Records from a collection

_ _ _ _ _ _ _

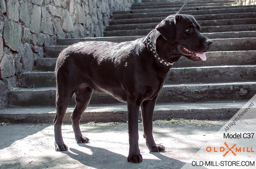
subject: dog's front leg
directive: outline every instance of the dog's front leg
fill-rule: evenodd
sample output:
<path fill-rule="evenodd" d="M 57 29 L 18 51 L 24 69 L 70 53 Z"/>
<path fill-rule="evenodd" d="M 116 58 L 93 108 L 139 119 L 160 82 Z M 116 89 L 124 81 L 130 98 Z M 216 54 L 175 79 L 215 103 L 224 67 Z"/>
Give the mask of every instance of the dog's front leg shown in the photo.
<path fill-rule="evenodd" d="M 164 146 L 155 144 L 152 134 L 152 121 L 156 98 L 143 102 L 141 105 L 141 110 L 144 131 L 143 136 L 146 139 L 146 144 L 150 151 L 159 152 L 162 152 L 165 149 Z"/>
<path fill-rule="evenodd" d="M 138 120 L 140 105 L 136 101 L 128 99 L 128 127 L 129 152 L 127 161 L 138 163 L 142 162 L 142 156 L 139 148 Z"/>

_ _ _ _ _ _ _

» Task requirements: Reproduce every one of the records above precisely, omitting the pictures from your answer.

» Response:
subject: dog's front leg
directive: outline every instance of the dog's front leg
fill-rule: evenodd
sample output:
<path fill-rule="evenodd" d="M 57 29 L 18 51 L 24 69 L 70 53 Z"/>
<path fill-rule="evenodd" d="M 116 58 L 93 108 L 139 119 L 160 82 Z M 116 89 L 124 81 L 130 98 Z M 216 54 L 175 79 L 215 103 L 224 67 Z"/>
Give the mask of every instance of the dog's front leg shown in the photo.
<path fill-rule="evenodd" d="M 164 146 L 155 144 L 152 134 L 152 121 L 156 98 L 143 102 L 141 105 L 141 110 L 144 131 L 143 136 L 146 139 L 146 144 L 150 151 L 159 152 L 162 152 L 165 149 Z"/>
<path fill-rule="evenodd" d="M 138 120 L 140 105 L 136 101 L 128 99 L 128 127 L 129 152 L 127 161 L 138 163 L 142 162 L 142 156 L 139 148 Z"/>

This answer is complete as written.